--- Begin ---

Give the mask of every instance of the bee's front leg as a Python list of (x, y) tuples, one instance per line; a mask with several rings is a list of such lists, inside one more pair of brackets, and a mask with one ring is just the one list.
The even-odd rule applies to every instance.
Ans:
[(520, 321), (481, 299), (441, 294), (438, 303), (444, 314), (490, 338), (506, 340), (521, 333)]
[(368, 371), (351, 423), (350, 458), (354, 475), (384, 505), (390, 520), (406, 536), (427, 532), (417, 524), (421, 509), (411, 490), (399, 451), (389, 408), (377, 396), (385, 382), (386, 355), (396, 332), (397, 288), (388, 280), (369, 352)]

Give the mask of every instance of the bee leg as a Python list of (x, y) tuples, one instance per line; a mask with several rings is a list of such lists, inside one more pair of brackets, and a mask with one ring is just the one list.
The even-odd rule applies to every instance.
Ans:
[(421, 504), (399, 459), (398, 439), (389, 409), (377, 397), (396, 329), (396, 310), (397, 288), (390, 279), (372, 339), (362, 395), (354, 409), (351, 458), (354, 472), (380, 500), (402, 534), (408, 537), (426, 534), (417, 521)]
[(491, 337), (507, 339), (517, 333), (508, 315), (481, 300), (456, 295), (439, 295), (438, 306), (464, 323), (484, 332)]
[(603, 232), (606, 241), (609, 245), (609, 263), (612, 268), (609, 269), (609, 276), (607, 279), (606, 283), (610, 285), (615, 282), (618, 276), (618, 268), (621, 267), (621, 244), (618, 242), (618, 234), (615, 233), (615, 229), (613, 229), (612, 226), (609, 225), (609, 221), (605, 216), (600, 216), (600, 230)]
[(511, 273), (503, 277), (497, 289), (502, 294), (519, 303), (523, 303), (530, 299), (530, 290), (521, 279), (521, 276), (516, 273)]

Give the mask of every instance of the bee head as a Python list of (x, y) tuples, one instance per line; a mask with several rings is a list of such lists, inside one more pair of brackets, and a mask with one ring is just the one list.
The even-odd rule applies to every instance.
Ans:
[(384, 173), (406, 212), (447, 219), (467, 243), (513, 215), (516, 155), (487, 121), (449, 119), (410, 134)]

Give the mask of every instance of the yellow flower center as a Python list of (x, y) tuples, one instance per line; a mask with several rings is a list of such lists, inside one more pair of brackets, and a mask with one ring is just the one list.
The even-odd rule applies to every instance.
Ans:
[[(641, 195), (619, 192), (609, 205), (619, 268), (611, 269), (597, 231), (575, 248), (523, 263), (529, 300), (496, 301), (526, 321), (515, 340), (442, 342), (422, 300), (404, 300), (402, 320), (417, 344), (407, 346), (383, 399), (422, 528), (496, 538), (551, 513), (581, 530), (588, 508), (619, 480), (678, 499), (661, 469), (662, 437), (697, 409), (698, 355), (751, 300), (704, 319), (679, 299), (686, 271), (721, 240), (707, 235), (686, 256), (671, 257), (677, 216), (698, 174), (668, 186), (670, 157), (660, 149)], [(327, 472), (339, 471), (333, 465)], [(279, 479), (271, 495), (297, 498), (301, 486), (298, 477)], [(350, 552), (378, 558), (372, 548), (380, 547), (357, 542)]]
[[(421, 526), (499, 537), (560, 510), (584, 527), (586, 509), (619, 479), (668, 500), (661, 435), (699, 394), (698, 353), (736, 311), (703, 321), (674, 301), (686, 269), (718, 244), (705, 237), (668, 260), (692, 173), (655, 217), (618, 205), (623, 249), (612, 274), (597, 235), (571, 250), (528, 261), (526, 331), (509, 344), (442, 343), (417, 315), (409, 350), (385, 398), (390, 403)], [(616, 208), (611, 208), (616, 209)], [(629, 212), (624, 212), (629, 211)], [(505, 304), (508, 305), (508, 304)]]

--- End ---

▶ [PROMPT]
Extract every listing above, reproducing each of its lines without any change.

▶ [ANSWER IN FULL]
Give the mask of every instance of the bee's front leg as a Python list of (x, y) tuples, one instance per line; a mask with several rings is a list of such lists, inside one more pair of brackets, and a mask with one ring is just the one list.
The even-odd rule applies to every instance.
Ans:
[(520, 321), (481, 299), (441, 294), (438, 303), (444, 314), (490, 338), (506, 340), (521, 333)]
[(368, 371), (351, 423), (350, 458), (354, 475), (384, 505), (390, 520), (406, 536), (427, 532), (417, 524), (421, 509), (411, 490), (399, 451), (389, 408), (377, 396), (385, 382), (386, 355), (396, 332), (397, 288), (388, 280), (369, 352)]

Give the mask of every instance of the bee leg as a Python list of (x, y) tuples, one instance per line; a mask with several rings is a list of such lists, inside one more pair of brackets, and a mask with one ring is just the one list.
The even-odd rule applies to every instance.
Ans:
[(421, 504), (399, 459), (398, 439), (389, 409), (377, 397), (396, 329), (396, 310), (397, 288), (390, 279), (372, 339), (362, 395), (354, 409), (351, 458), (354, 472), (380, 500), (402, 534), (408, 537), (426, 534), (417, 521)]
[(491, 337), (507, 339), (517, 333), (508, 315), (481, 300), (456, 295), (439, 295), (438, 306), (464, 323), (484, 332)]
[(603, 232), (606, 241), (609, 245), (609, 263), (612, 268), (609, 269), (609, 276), (607, 279), (606, 283), (610, 285), (615, 282), (618, 276), (618, 268), (621, 267), (621, 244), (618, 242), (618, 234), (615, 233), (615, 229), (613, 229), (612, 226), (609, 225), (609, 221), (605, 216), (600, 216), (600, 230)]
[(511, 273), (503, 277), (497, 289), (502, 294), (519, 303), (523, 303), (530, 299), (530, 290), (521, 279), (521, 276), (516, 273)]

Give the mask of every instance of the bee head as a Python list of (x, y) tuples, one instance per line; a mask with several rings is a list of such lists, inside one more pair of brackets, and a mask with one ring is just the one list.
The even-odd rule applies to every instance.
Ans:
[(384, 173), (406, 212), (447, 219), (467, 243), (513, 215), (516, 155), (487, 121), (449, 119), (410, 134)]

Give the mask of every instance of the yellow flower center as a Python list of (x, y) tuples, one instance per line; a mask with several rings is a list of such lists, inside one more pair of brackets, and a mask with one ring is just the one list.
The even-odd rule applies to every instance.
Ans:
[[(641, 195), (619, 192), (609, 205), (619, 268), (611, 269), (597, 231), (575, 248), (523, 263), (529, 300), (496, 301), (526, 321), (515, 340), (442, 342), (422, 300), (404, 300), (402, 320), (417, 344), (407, 346), (383, 399), (422, 528), (496, 538), (551, 513), (581, 530), (588, 508), (619, 480), (678, 499), (661, 469), (662, 437), (697, 409), (698, 355), (751, 300), (704, 319), (679, 299), (686, 271), (721, 240), (707, 235), (686, 256), (671, 257), (677, 216), (698, 174), (668, 186), (670, 157), (660, 149)], [(327, 472), (339, 471), (333, 465)], [(279, 479), (271, 495), (297, 498), (301, 486), (298, 477)], [(350, 552), (378, 558), (372, 548), (380, 547), (357, 542)]]
[[(421, 526), (499, 537), (560, 510), (584, 527), (586, 509), (619, 479), (668, 500), (661, 435), (699, 394), (698, 353), (736, 311), (703, 321), (674, 301), (686, 269), (718, 244), (705, 237), (668, 260), (692, 173), (655, 217), (618, 205), (623, 249), (612, 274), (597, 235), (571, 250), (528, 261), (526, 331), (509, 344), (442, 343), (417, 315), (409, 350), (385, 398), (390, 403)], [(616, 208), (611, 208), (616, 209)], [(629, 212), (624, 212), (629, 211)], [(505, 304), (508, 305), (508, 304)]]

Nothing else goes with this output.